En général, tout ce que disait Robert des diverses écoles de peinture représentées à Rome est encore vrai de nos jours, et nous avons recueilli avec d’autant plus de soin ces jugemens qu’aujourd’hui même il n’aurait, à peu d’exceptions près, rien à retirer de cette opinion sévère exprimée il y a dix-huit ans.


IX

A l’apparition des Moissonneurs, l’œuvre non la plus parfaite du pinceau de Robert, mais celle où se résument avec le plus d’énergie son système de composition et les habitudes sérieuses de sa pensée, le cri d’admiration fut général. Ainsi, sans coterie, sans cabale, par la seule autorité de son talent, Léopold avait su conquérir une gloire à laquelle applaudissaient la plupart même de ses rivaux. Aux yeux des peintres alors en possession de la vogue, il pouvait bien avoir le tort du succès ; mais il avait aussi cet avantage inappréciable, que sa retraite à Rome l’avait rendu, comme le pensait Gérard, complètement étranger à toutes les querelles qui bouleversaient, en France, le domaine de la pensée et des arts, et que dès-lors il n’excitait les défiances de personne.
-- -- --
◆ Consignes
A. Recopiez le texte sur Léopold Robert de « En général, tout » à « a dix-huit ans. », ces deux passages compris, en changeant « dix-huit ans » en « vingt ans ».
B. Dans le texte sur Léopold Robert, quelle œuvre a provoqué un cri d'admiration général à son apparition ?

◆ Données présentées
-- -- --
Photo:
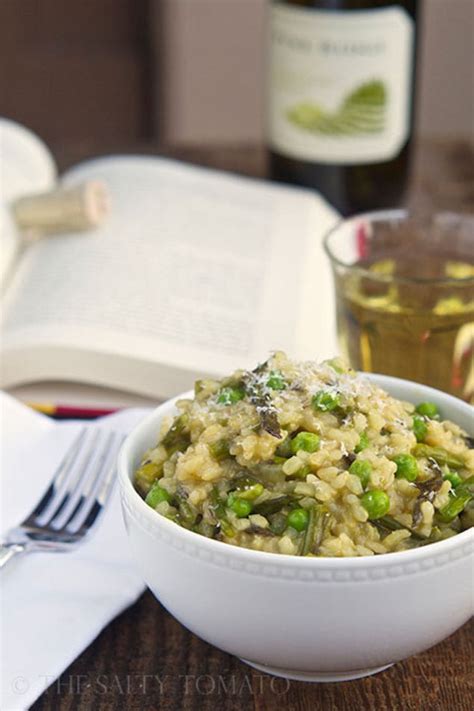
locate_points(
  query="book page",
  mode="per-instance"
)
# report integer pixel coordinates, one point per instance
(195, 269)
(26, 167)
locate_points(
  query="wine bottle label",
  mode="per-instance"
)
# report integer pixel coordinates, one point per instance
(340, 83)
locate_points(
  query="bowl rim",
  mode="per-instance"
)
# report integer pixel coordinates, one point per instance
(263, 557)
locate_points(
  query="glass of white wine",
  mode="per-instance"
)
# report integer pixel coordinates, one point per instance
(405, 296)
-- -- --
◆ Corrigé des exercices
A.
En général, tout ce que disait Robert des diverses écoles de peinture représentées à Rome est encore vrai de nos jours, et nous avons recueilli avec d’autant plus de soin ces jugemens qu’aujourd’hui même il n’aurait, à peu d’exceptions près, rien à retirer de cette opinion sévère exprimée il y a vingt ans.

B. Les Moissonneurs.